Every entry below must appear again, exactly as written.

+++ TASK INPUT

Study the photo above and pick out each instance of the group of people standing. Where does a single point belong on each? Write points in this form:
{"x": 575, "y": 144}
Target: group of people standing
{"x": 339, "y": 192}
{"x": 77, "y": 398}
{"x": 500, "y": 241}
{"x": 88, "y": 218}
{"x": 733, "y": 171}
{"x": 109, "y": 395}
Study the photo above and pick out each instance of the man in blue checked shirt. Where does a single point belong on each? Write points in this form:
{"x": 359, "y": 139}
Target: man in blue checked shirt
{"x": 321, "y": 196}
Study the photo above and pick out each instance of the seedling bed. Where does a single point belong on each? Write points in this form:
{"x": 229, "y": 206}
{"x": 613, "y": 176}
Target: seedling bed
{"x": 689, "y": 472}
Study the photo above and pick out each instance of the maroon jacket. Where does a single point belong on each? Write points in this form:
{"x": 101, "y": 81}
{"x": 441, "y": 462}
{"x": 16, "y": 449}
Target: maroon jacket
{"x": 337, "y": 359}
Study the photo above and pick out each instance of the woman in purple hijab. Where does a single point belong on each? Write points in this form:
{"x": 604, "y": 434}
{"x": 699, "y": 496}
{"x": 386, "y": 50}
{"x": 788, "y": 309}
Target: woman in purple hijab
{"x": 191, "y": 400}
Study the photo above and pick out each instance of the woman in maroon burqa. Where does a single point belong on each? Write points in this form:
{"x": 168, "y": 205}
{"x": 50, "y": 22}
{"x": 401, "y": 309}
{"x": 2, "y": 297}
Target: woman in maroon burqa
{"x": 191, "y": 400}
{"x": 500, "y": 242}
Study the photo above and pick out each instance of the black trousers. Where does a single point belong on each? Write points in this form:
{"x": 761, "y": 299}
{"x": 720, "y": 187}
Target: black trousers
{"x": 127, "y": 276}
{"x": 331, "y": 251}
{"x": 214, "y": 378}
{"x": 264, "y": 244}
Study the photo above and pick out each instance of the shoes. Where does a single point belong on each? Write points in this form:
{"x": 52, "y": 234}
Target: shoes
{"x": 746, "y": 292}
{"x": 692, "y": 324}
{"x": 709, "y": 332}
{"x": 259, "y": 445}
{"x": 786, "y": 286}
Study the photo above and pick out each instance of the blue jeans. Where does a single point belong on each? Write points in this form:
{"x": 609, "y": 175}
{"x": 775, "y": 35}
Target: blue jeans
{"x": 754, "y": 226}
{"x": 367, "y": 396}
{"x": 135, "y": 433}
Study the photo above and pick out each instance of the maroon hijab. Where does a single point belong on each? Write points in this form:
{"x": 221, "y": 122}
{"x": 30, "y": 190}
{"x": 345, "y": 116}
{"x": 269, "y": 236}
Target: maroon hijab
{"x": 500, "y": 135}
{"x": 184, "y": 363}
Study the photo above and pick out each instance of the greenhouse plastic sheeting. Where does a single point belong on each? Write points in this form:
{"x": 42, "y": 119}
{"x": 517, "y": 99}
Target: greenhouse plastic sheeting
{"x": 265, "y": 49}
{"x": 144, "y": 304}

++++++

■ **WRITTEN ANSWER**:
Study the photo above and pick out each instance of the group of people standing. Where does a single point belong on each? Write points in this form:
{"x": 575, "y": 144}
Target: group of people standing
{"x": 339, "y": 192}
{"x": 77, "y": 398}
{"x": 500, "y": 241}
{"x": 88, "y": 218}
{"x": 733, "y": 171}
{"x": 109, "y": 395}
Study the photo above and pick out each instance of the man in blue checked shirt. Where does a single point belong on each? Write points in this form:
{"x": 359, "y": 139}
Target: man in blue checked shirt
{"x": 321, "y": 196}
Study the photo above and pick out each instance of the seedling bed. Where does a single point belong on each? Write points in this form:
{"x": 229, "y": 206}
{"x": 613, "y": 176}
Target: seedling bed
{"x": 689, "y": 472}
Study the photo above and pick out each instance of the maroon jacket. Where does a single point belong on each? Write points in this form:
{"x": 101, "y": 81}
{"x": 441, "y": 462}
{"x": 16, "y": 449}
Target: maroon jacket
{"x": 337, "y": 359}
Study the photo above and pick out each instance of the woman in purple hijab. Where does a single point belong on each? Write points in this form:
{"x": 604, "y": 434}
{"x": 699, "y": 496}
{"x": 386, "y": 50}
{"x": 788, "y": 309}
Target: woman in purple hijab
{"x": 191, "y": 400}
Study the photo above and pick out each instance of the woman in maroon burqa. Where does a single point belong on each? Write points in this form:
{"x": 168, "y": 205}
{"x": 50, "y": 22}
{"x": 401, "y": 309}
{"x": 2, "y": 297}
Target: woman in maroon burqa
{"x": 191, "y": 400}
{"x": 500, "y": 242}
Study the photo above and pick out each instance of the black trousers. Where does a single point belong on each? Write points in this form:
{"x": 761, "y": 299}
{"x": 720, "y": 187}
Target: black trousers
{"x": 127, "y": 276}
{"x": 331, "y": 251}
{"x": 214, "y": 378}
{"x": 264, "y": 244}
Study the photo above and pick out each instance of the shoes. Where does a single point belong on each? Write points in this form:
{"x": 52, "y": 234}
Target: shoes
{"x": 746, "y": 292}
{"x": 692, "y": 324}
{"x": 709, "y": 332}
{"x": 259, "y": 445}
{"x": 786, "y": 286}
Study the photo above and pick out each instance of the blue jeans. Where does a single point belong on each? Write points in this form:
{"x": 609, "y": 175}
{"x": 775, "y": 35}
Target: blue jeans
{"x": 754, "y": 226}
{"x": 367, "y": 396}
{"x": 135, "y": 433}
Study the photo above and pick out each instance of the maroon hijab. Where does a single point belong on each? Write points in this form:
{"x": 221, "y": 122}
{"x": 30, "y": 190}
{"x": 345, "y": 116}
{"x": 269, "y": 236}
Target: maroon hijab
{"x": 500, "y": 135}
{"x": 184, "y": 363}
Study the photo above and pick out each instance of the greenhouse plastic sheeting. Where does a single point belong on each? Write points in this form:
{"x": 42, "y": 119}
{"x": 517, "y": 99}
Target: greenhouse plastic sheeting
{"x": 265, "y": 49}
{"x": 144, "y": 304}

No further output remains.